▸ **Excerpt**
╔══
The record does not contain a clean copy of the IAC regulation as it existed at the time of the accident. Rather, Defendant has included a "marked up" version, as published in the Iowa Administrative Bulletin, dated December 2, 1998, which illustrates amendments to expand the no wake zone to the east and west of the boat dock. Plaintiffs have offered no objection to the accuracy of the regulatory language as recreated by Defendant and included herein.
The regulation plainly delegated to the City of Sabula, within whose city limits this area is located, the responsibility for placing speed restriction buoys marking the restricted speed zone. Apparently, despite the regulation, the City failed to put any markers in place. At some point, purportedly because of the City's failure to fulfill its regulatory duty, the Board installed speed restriction buoys to designate a reduced speed area around the boat dock consistent with the mandate of IAC 571-40.34(3). The record is unclear as to when exactly the Board took this action but it appears uncontested that the buoys were ordered prior to Plaintiff's accident and put in place shortly afterwards. At the time of the accident, Plaintiff was in an area directly out from the picnic shelter, which is approximately 200 feet east of the boat ramp. There seems to be no dispute that the accident site was outside zone 3 as it existed in 1997.
III.
Plaintiffs' suit is premised on the alleged negligence of the Board. Thus, the Court shall first address Defendant's argument that no such action may lie because there was no duty owed by Defendant to Plaintiffs at the time of the accident. See Humphries v. Trustees of the Methodist Episcopal Church of Cresco, Iowa, 566 N.W.2d 869, 871 (Iowa 1997) ("Whether a defendant owes a plaintiff a duty is a legal matter for court — not jury — determination.") (citation omitted).
╚══
Pick up the court opinion above about the no wake zone accident and continue it from its final sentence.

▸ **Data provided**
╔══
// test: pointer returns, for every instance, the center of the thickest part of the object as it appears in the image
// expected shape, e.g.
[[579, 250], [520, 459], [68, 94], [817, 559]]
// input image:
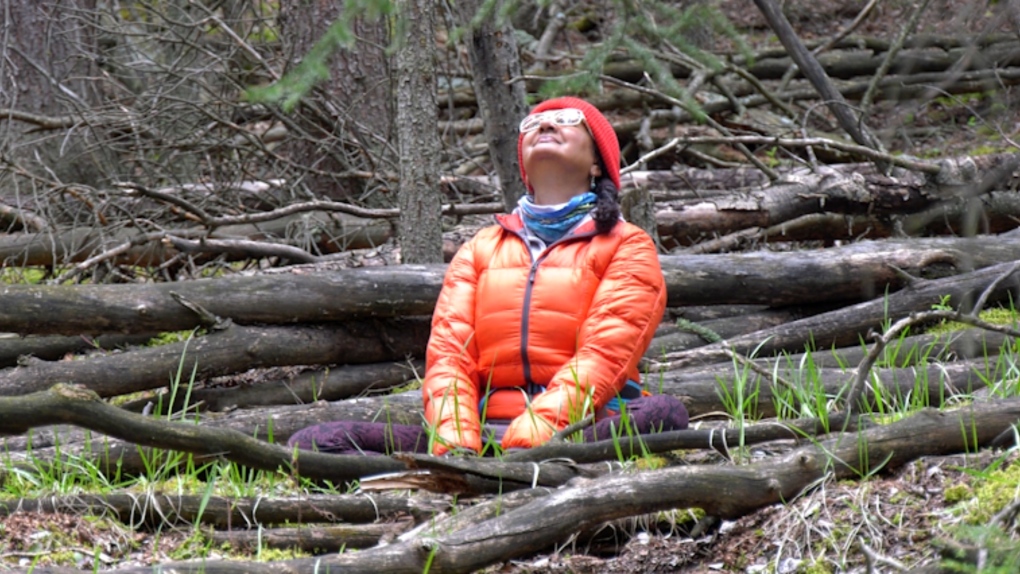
╚══
▸ **Task answer**
A. Duty of the Board to Park visitors regarding Lake-related dangers:
Generally, a possessor of land owes a duty to use reasonable care to protect invitees against known or discoverable dangerous conditions and unreasonable risks of physical harm on the premises. Downs v. A H Constr., Ltd., 481 N.W.2d 520, 524 (Iowa 1992); Restatement (Second) of Torts, § 343 (potential liability for dangerous conditions known to or discoverable by possessor); § 314A(1)(3) (where land held open to public, possessor under duty to take reasonable action against unreasonable risk of physical harm to visitors); § 344 (where land held open to public, possessor under duty to give adequate warning to enable visitors to avoid harm by third persons). Possessor status depends primarily on the amount of control that a particular person exercises over the property. Downs, 481 N.W.2d at 524 (discussing Restatement (Second) of Torts, § 328E). Defendant contends that under the "possessor" rules it owed no duty whatsoever to Angela Winston or other Park visitors once they stepped off of Park property and into the water since the Lake is not included under the Board's management contract. In other words, Defendant maintains that while it was the possessor of the land comprising South Sabula Lake Park, it was not the possessor of the Lake and thus cannot be held liable for an accident occurring therein.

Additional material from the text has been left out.